*Task input:*
□ □ □ □ □ □ □
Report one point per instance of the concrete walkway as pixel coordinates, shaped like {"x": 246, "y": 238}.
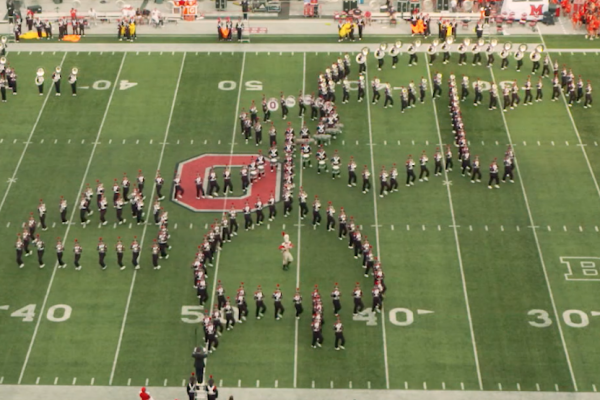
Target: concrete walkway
{"x": 13, "y": 392}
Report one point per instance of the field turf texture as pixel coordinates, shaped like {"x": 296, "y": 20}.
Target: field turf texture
{"x": 486, "y": 262}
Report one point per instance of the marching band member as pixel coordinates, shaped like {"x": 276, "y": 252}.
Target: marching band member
{"x": 56, "y": 79}
{"x": 588, "y": 96}
{"x": 366, "y": 175}
{"x": 410, "y": 171}
{"x": 494, "y": 175}
{"x": 528, "y": 99}
{"x": 423, "y": 160}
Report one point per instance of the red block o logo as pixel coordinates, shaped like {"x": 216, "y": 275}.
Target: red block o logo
{"x": 189, "y": 169}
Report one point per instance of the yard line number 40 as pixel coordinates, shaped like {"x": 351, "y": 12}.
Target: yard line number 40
{"x": 572, "y": 318}
{"x": 56, "y": 313}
□ □ □ □ □ □ □
*Exercise description:*
Please render all the rows above as a numbered list, omitting any blank lines and leaving out the picture.

*Answer to the exercise:*
1. Report one point per instance of the concrete walkway as pixel coordinates, shaped like {"x": 246, "y": 238}.
2. Target: concrete walkway
3. {"x": 13, "y": 392}
4. Report one point per instance of the field turf texture as pixel coordinates, shaped like {"x": 296, "y": 20}.
5. Target: field turf texture
6. {"x": 486, "y": 262}
7. Report one point per instance of the marching band member as pixel coordinates, shaped like {"x": 276, "y": 252}.
8. Target: marching band member
9. {"x": 56, "y": 79}
10. {"x": 588, "y": 96}
11. {"x": 366, "y": 175}
12. {"x": 410, "y": 171}
13. {"x": 494, "y": 175}
14. {"x": 528, "y": 99}
15. {"x": 423, "y": 160}
16. Report one point per instance of the red block o logo as pixel coordinates, shaped like {"x": 216, "y": 275}.
17. Target: red block o logo
18. {"x": 189, "y": 169}
19. Report one point per instance of the yard line number 40 as pixel coordinates, shaped like {"x": 351, "y": 12}.
20. Target: yard line number 40
21. {"x": 572, "y": 318}
22. {"x": 56, "y": 313}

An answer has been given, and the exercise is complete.